Copy the data below character for character, keeping every line unchanged and in its original order.

» Data shown
******
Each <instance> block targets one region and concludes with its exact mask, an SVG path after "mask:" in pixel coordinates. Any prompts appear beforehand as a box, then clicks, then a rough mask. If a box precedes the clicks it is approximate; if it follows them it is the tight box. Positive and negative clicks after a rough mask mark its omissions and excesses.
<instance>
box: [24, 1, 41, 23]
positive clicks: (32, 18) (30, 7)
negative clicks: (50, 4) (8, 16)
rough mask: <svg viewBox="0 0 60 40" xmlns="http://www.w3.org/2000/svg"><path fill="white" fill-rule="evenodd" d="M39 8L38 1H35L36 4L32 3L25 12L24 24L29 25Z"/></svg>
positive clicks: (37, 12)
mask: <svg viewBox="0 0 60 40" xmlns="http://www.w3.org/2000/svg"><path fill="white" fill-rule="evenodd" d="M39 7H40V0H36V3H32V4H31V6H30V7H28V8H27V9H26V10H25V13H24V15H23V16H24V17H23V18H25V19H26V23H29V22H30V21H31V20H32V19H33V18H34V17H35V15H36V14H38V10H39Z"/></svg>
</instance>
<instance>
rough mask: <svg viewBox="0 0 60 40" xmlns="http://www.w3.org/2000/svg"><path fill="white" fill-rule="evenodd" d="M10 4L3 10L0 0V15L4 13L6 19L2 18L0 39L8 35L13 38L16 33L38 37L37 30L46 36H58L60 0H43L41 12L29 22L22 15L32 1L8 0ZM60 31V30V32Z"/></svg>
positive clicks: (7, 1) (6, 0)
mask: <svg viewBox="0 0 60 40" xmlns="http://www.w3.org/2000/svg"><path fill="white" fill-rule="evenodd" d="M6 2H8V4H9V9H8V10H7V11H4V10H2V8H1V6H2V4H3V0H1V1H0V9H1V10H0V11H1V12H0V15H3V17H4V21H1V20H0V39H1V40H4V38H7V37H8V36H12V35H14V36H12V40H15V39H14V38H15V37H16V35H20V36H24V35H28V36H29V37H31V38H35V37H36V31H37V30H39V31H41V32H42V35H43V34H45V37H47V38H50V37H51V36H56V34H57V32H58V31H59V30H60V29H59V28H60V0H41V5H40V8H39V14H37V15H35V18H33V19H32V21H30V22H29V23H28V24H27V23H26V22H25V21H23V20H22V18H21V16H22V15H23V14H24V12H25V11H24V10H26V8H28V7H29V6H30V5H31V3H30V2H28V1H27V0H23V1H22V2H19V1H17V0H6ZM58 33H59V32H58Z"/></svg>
******
» Result of this task
Each <instance> block targets one region and concludes with its exact mask, an SVG path after "mask:" in pixel coordinates. Any prompts appear beforehand as a box, then clicks, then a rough mask. If a box precedes the clicks it is approximate; if it follows them it is the tight box. Positive and negative clicks after a rough mask mark its omissions and excesses.
<instance>
box: [24, 1, 41, 23]
positive clicks: (32, 18) (30, 7)
negative clicks: (50, 4) (8, 16)
rough mask: <svg viewBox="0 0 60 40" xmlns="http://www.w3.org/2000/svg"><path fill="white" fill-rule="evenodd" d="M39 8L38 1H35L36 4L32 3L25 12L24 24L29 25Z"/></svg>
positive clicks: (37, 12)
mask: <svg viewBox="0 0 60 40" xmlns="http://www.w3.org/2000/svg"><path fill="white" fill-rule="evenodd" d="M39 7H40V0H36V3H32V4H31V6H30V7H28V8H27V9H26V10H25V13H24V15H23V16H24V17H23V18H25V19H26V23H29V22H30V21H31V20H32V19H33V18H34V17H35V15H36V14H38V10H39Z"/></svg>
</instance>
<instance>
rough mask: <svg viewBox="0 0 60 40" xmlns="http://www.w3.org/2000/svg"><path fill="white" fill-rule="evenodd" d="M10 4L3 10L0 0V15L4 13L6 19L2 18L0 39L8 35L13 38L16 33L38 37L37 30L46 36H58L60 0H43L41 12L29 22L22 15L32 1L8 0ZM60 31V30V32Z"/></svg>
positive clicks: (7, 1) (6, 0)
mask: <svg viewBox="0 0 60 40" xmlns="http://www.w3.org/2000/svg"><path fill="white" fill-rule="evenodd" d="M6 2H8V4H9V9H8V10H7V11H4V10H2V8H1V6H2V4H3V0H1V1H0V9H1V10H0V11H1V12H0V15H3V17H4V21H1V20H0V39H1V40H4V38H7V37H8V36H12V35H14V36H12V40H15V39H14V38H15V37H16V35H20V36H24V35H28V36H29V37H31V38H35V37H36V31H37V30H39V31H41V32H42V35H43V34H45V37H47V38H50V37H51V36H56V34H57V32H58V31H59V30H60V29H59V28H60V0H41V5H40V8H39V14H37V15H35V18H33V19H32V21H30V22H29V23H28V24H27V23H26V22H25V21H23V20H22V18H21V16H22V15H23V14H24V12H25V11H24V10H26V8H28V7H29V6H30V5H31V3H30V2H28V1H27V0H23V1H22V2H19V1H17V0H6ZM58 33H59V32H58Z"/></svg>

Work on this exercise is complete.